Latihan Singkat -
Ringkaslah paragraf yang diawali "Bagi saya, lagi-lagi sejak kecil" pada artikel tentang Idul Fitri dalam satu atau dua kalimat, dengan tetap mempertahankan fakta utamanya.

Teks Dokumen -
Baca artikel IDN Times lainnya di IDN App
For
You

Pahit Manis Idul Fitri, Jadi Minoritas di Keluarga Mayoritas Muslim

Kumpul keluarga saat merayakan Idul Fitri (IDN Times/Yosafat Diva Bayu Wisesa)
Kumpul keluarga saat merayakan Idul Fitri (IDN Times/Yosafat Diva Bayu Wisesa)
Intinya sih...
  • Mengalami tantangan sebagai minoritas di keluarga muslim
  • Tidak bisa pulang kampung saat Idul Fitri karena tuntutan pekerjaan sebagai jurnalis
  •  
Disclaimer: This summary was created using Artificial Intelligence (AI)

Jakarta, IDN Times - Menjadi pemeluk agama minoritas di keluarga besar muslim punya warna tersendiri. Ya, agama saya Katolik, sementara keluarga besar mayoritas memeluk agama Islam.

Orangtua dan keluarga besar selalu mengajarkan saya sedari kecil, sejatinya agama hanya bagaimana cara kita berkomunikasi dengan Sang Khalik. Tak ada kepercayaan mana yang paling salah atau bahkan si paling benar.

"Bagimu agamamu, bagiku kau saudaraku," begitu kira-kira slogan keluarga besar kami sehingga bisa berdampingan satu sama lain.

1. Kenangan besar di kota kecil

Wisma Hadi, kampung halaman di Kutoarjo, Jawa Tengah (IDN Times/Yosafat Diva Bayu Wisesa)
Wisma Hadi, kampung halaman di Kutoarjo, Jawa Tengah (IDN Times/Yosafat Diva Bayu Wisesa)

Selama hidup 27 tahun, bisa dihitung jari saya tidak mudik dan memeriahkan bagaimana hangatnya perayaan Idul Fitri di kampung halaman tercinta, Kutoarjo, Jawa Tengah (Jateng). Sebuah kota kecil dengan kehangatan di setiap sudutnya.

Bagi saya, lagi-lagi sejak kecil sudah menganggap, setidaknya dalam satu tahun ada dua perayaan besar keagamaan yang dinantikan, yaitu Idul Fitri dan Natal. Bukan cuma amplop tunjang hari raya (THR) yang dinanti keluar dari saku saudara, tapi kehangatan dan kebersamaan keluarga yang paling utama.

Saya beranggapan, manisnya Idul Fitri sudah bisa dikecap sejak memasuki bulan puasa. Rasanya di lidah sudah membayangkan bagaimana nikmatnya opor ayam dipadu dengan sambal krecek, khas buatan orang kampung. Setiap gigitannya mengandung kehangatan serta tawa dan canda keluarga besar yang hanya bisa kumpul setahun sekali.

Belum lagi agenda wajib keluarga besar saya, kulineran, membeli makanan khas kampung halaman untuk disantap sesudah opor dan sambal krecek habis tak tersisa.

Entri yang Tersedia -
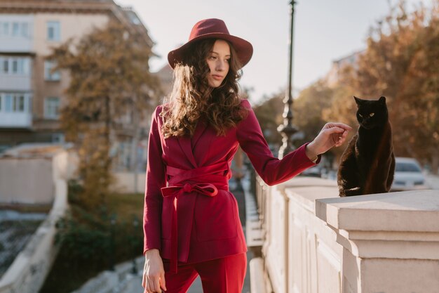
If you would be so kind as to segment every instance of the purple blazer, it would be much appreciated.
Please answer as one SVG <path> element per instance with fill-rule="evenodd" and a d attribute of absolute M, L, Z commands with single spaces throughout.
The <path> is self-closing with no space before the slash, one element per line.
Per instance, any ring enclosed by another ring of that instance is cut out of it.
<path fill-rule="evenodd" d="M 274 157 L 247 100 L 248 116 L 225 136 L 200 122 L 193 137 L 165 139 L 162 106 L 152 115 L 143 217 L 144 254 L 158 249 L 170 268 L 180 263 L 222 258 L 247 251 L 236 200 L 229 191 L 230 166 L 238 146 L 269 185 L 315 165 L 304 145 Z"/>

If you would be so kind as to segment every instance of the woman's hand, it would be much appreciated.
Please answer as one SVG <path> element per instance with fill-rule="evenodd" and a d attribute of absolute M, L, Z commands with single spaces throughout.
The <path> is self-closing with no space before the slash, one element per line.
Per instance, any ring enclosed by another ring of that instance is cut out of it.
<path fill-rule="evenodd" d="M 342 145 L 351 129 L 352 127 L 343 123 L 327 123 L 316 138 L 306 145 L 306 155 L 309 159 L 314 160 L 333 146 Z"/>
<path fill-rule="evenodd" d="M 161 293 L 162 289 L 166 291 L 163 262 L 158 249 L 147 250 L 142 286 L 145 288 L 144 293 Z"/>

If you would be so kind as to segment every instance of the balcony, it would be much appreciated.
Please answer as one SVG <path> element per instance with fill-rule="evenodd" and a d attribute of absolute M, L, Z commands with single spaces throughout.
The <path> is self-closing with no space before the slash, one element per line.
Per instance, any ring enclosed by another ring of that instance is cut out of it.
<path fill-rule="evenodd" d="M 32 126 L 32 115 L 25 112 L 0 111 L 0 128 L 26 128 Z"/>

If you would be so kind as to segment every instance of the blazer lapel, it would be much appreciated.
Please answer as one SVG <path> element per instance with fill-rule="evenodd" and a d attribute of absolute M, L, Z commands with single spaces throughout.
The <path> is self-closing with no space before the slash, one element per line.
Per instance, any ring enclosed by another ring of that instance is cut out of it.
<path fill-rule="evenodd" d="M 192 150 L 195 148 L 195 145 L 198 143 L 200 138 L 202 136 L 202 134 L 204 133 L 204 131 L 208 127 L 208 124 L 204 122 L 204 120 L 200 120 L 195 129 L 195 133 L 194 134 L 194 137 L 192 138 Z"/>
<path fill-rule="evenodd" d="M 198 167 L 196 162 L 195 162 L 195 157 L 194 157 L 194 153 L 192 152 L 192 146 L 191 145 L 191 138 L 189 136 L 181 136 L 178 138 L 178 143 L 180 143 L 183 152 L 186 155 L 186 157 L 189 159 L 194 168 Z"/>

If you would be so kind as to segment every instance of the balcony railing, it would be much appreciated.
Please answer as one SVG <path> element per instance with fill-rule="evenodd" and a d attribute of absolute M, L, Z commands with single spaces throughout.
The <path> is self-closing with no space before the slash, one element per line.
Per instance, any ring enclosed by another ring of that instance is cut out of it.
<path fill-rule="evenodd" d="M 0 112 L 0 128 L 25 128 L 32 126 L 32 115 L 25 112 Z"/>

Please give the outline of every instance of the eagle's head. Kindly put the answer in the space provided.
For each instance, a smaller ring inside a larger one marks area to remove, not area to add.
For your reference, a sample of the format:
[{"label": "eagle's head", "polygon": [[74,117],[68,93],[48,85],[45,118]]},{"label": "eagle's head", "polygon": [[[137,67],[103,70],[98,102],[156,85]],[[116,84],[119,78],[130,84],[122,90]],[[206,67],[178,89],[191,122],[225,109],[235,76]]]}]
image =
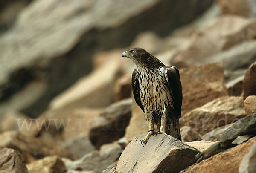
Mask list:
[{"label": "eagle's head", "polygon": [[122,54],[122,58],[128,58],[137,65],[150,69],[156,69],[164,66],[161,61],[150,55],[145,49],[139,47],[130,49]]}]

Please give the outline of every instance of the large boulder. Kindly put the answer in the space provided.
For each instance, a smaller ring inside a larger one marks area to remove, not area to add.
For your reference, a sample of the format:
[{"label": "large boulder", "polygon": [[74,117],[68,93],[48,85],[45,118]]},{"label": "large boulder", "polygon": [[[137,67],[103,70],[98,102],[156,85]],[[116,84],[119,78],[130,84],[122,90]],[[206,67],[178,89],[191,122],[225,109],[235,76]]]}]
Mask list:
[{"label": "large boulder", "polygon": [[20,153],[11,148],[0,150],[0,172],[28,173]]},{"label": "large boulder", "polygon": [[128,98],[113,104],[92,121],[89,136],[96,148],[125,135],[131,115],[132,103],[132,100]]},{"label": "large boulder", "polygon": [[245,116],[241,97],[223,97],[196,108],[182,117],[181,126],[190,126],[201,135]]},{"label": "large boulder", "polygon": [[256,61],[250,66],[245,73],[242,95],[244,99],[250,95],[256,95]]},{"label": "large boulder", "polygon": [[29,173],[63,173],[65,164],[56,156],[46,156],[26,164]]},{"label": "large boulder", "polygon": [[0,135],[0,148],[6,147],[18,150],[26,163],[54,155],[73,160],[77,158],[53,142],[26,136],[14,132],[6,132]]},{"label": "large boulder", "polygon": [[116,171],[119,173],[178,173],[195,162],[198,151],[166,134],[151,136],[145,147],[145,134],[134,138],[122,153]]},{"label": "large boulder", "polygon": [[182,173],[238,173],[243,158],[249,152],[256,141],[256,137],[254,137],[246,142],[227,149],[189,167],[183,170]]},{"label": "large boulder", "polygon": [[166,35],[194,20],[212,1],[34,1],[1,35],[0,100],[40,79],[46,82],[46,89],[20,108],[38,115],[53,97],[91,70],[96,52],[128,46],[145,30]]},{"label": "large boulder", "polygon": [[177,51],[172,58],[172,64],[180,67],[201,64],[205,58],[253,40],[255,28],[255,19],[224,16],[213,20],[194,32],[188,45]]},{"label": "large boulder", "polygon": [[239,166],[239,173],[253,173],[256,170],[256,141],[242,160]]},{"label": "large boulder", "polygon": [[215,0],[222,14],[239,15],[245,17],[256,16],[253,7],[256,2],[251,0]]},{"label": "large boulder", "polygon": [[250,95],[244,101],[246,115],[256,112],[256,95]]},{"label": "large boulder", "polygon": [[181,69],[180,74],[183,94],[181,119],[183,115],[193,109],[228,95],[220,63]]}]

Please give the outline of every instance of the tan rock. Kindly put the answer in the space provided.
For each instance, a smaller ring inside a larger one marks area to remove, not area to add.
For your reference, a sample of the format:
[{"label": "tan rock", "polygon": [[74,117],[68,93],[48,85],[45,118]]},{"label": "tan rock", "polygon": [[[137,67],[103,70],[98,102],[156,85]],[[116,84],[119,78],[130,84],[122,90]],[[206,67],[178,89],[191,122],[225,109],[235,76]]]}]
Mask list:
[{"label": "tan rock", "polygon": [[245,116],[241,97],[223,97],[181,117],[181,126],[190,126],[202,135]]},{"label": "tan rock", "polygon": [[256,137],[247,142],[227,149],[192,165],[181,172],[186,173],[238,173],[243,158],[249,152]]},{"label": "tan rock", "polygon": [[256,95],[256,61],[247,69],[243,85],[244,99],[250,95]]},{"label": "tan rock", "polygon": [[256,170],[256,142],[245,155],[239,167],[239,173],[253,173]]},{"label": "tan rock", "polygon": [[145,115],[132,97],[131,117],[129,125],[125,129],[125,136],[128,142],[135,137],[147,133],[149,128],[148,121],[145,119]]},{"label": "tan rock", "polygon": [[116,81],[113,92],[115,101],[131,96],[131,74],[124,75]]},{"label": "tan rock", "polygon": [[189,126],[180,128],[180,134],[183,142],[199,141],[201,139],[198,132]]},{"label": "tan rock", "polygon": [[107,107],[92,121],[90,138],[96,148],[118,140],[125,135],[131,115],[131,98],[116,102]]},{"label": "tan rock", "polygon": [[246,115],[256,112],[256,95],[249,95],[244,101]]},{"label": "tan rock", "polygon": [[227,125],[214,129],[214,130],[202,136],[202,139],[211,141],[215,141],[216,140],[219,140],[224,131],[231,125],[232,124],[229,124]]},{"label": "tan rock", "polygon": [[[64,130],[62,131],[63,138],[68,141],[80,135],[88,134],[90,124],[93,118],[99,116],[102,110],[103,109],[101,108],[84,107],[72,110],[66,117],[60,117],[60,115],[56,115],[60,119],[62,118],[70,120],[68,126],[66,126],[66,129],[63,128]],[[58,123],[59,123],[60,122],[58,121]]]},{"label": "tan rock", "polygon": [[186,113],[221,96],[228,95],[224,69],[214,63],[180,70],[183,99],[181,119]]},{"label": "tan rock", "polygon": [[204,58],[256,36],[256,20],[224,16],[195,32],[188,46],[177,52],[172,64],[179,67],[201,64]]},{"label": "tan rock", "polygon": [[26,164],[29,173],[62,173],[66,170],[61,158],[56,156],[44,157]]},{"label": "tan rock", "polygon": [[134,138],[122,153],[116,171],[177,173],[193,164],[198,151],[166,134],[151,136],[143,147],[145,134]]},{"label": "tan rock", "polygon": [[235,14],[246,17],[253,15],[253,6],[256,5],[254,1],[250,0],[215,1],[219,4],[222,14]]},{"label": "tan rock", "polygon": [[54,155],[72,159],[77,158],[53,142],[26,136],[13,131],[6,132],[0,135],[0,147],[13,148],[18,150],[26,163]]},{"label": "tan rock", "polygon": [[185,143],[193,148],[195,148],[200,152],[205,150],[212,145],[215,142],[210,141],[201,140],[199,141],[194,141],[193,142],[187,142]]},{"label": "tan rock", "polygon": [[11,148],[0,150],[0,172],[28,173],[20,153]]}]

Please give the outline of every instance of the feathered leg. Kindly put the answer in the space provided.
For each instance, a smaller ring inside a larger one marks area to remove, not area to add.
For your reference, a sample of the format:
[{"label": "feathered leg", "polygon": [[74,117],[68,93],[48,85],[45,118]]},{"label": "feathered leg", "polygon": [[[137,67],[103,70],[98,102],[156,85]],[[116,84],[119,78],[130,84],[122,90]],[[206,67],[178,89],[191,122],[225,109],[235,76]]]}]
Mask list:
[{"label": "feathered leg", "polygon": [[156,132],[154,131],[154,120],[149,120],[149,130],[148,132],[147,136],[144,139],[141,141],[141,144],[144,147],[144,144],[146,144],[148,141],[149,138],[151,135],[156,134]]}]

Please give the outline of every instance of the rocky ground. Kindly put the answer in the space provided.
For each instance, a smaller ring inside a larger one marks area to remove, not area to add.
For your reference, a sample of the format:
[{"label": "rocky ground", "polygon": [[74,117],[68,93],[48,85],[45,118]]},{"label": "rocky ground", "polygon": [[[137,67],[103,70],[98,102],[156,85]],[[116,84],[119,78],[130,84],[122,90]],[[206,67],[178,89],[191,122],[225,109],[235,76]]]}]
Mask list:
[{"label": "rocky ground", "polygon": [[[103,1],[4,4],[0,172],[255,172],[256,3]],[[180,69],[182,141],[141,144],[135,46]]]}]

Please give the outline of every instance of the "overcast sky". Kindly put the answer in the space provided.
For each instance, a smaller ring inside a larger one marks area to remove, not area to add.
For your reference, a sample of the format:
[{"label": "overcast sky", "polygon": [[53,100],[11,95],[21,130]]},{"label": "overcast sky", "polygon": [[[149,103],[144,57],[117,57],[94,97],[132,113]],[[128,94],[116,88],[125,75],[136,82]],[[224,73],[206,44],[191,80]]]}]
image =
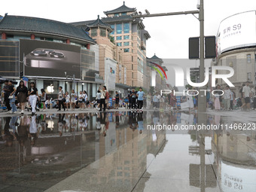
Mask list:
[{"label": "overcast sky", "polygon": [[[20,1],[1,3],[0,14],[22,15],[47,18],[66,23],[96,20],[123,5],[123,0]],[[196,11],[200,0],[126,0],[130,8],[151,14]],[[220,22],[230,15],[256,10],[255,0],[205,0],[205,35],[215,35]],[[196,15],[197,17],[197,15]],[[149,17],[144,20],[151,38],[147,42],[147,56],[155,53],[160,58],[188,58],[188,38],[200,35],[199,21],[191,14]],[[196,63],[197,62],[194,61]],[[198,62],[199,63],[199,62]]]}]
* * *
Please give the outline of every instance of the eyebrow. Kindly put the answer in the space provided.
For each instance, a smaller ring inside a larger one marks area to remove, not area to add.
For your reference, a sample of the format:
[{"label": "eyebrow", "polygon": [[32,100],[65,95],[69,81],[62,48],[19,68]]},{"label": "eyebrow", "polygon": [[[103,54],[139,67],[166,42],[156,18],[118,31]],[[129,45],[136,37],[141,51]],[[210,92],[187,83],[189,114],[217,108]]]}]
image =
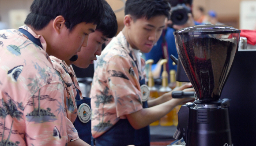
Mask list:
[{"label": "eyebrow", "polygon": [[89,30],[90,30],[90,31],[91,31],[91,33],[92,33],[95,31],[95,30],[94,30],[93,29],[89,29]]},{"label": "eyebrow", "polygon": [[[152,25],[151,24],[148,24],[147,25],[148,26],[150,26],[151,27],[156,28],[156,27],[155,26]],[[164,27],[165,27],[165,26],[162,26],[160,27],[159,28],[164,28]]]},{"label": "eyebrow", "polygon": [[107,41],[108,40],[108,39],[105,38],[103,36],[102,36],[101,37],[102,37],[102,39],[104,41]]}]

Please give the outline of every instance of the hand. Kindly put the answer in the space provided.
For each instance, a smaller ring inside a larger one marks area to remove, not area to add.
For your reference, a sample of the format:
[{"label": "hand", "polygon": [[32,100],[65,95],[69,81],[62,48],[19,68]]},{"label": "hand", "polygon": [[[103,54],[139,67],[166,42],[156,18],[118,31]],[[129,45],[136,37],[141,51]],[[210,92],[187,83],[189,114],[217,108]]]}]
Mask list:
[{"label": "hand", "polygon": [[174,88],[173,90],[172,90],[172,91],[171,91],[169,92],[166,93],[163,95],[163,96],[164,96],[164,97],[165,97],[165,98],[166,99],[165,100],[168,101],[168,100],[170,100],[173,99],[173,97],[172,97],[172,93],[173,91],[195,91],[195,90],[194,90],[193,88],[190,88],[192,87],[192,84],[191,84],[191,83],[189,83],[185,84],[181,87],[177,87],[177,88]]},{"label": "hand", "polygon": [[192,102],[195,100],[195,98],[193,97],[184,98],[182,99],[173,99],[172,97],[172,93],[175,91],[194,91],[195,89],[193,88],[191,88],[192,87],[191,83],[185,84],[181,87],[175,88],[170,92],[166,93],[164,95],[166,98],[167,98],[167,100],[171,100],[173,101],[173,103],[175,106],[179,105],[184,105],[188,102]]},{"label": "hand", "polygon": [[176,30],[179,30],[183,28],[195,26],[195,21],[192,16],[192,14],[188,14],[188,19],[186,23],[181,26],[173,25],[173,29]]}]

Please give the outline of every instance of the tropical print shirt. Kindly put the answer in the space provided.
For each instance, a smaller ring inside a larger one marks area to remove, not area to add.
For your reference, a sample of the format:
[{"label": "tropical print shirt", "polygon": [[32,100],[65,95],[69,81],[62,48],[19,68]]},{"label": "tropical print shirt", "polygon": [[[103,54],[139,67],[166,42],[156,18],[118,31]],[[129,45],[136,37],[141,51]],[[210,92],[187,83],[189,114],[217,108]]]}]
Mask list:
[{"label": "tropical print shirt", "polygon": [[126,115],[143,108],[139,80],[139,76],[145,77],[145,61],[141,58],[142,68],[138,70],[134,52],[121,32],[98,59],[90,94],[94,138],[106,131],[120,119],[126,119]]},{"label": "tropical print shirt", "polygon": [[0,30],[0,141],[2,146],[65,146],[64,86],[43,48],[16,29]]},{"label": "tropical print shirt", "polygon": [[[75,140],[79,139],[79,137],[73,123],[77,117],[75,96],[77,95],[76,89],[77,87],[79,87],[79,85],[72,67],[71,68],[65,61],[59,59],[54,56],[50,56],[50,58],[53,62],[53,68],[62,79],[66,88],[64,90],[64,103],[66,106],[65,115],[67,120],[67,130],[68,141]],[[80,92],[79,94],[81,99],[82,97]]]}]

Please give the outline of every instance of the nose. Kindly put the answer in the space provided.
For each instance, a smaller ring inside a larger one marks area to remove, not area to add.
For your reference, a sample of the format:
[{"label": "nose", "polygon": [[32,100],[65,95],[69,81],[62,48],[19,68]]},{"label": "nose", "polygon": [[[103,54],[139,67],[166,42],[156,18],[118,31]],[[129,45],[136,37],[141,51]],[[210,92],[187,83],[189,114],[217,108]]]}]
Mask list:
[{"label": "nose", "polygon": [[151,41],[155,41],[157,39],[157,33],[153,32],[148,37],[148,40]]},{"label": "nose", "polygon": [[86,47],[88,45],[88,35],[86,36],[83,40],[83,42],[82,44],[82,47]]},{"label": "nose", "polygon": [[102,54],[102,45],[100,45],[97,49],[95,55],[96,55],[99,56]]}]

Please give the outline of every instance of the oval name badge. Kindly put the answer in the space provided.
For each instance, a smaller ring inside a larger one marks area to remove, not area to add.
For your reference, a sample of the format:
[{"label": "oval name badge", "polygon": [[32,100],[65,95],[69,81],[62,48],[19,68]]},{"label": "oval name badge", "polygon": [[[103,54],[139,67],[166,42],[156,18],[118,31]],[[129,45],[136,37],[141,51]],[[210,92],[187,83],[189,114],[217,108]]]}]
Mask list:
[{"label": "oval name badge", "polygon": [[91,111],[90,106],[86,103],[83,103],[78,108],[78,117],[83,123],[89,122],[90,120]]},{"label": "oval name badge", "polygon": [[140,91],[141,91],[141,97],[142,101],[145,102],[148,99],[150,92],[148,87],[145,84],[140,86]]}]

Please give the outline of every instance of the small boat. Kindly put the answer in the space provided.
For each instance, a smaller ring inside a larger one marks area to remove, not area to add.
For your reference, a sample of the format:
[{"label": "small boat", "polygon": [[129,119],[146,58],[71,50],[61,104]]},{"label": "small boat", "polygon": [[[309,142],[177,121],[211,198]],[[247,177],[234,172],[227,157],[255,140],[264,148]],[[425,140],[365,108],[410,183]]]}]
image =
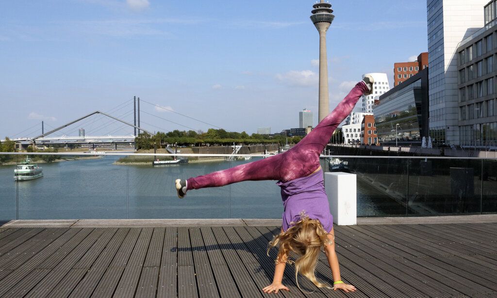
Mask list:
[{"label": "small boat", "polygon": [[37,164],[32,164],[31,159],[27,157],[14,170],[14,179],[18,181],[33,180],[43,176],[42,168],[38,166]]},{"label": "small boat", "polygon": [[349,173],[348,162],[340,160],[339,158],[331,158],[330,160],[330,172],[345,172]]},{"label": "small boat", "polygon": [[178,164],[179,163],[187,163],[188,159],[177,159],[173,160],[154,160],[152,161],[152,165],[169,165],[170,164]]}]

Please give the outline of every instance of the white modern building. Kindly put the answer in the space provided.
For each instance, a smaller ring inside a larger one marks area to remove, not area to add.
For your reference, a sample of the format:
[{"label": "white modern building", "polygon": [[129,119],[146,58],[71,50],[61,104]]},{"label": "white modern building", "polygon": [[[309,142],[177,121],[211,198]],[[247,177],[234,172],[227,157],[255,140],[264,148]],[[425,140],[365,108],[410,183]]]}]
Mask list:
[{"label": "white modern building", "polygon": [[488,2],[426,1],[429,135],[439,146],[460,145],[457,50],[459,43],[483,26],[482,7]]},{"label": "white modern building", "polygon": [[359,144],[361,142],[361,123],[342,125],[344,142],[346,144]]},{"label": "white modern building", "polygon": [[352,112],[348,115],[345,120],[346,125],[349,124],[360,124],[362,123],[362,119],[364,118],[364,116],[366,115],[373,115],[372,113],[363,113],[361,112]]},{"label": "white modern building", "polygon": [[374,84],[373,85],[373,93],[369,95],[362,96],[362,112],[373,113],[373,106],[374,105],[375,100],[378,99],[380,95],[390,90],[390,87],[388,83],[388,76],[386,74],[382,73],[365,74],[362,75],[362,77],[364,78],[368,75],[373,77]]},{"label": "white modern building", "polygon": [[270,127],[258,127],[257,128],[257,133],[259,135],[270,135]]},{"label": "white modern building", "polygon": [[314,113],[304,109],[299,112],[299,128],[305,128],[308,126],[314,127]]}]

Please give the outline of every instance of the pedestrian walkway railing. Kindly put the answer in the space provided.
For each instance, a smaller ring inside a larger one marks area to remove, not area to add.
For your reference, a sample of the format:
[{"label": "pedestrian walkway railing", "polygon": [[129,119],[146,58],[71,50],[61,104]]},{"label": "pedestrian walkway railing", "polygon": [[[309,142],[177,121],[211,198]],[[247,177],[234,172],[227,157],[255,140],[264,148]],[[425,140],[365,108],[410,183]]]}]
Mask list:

Hasil Jawaban -
Sejak kecil, saya menantikan dua perayaan besar keagamaan setiap tahun, yaitu Idul Fitri dan Natal. Yang paling utama bukanlah amplop THR dari saudara, melainkan kehangatan dan kebersamaan keluarga.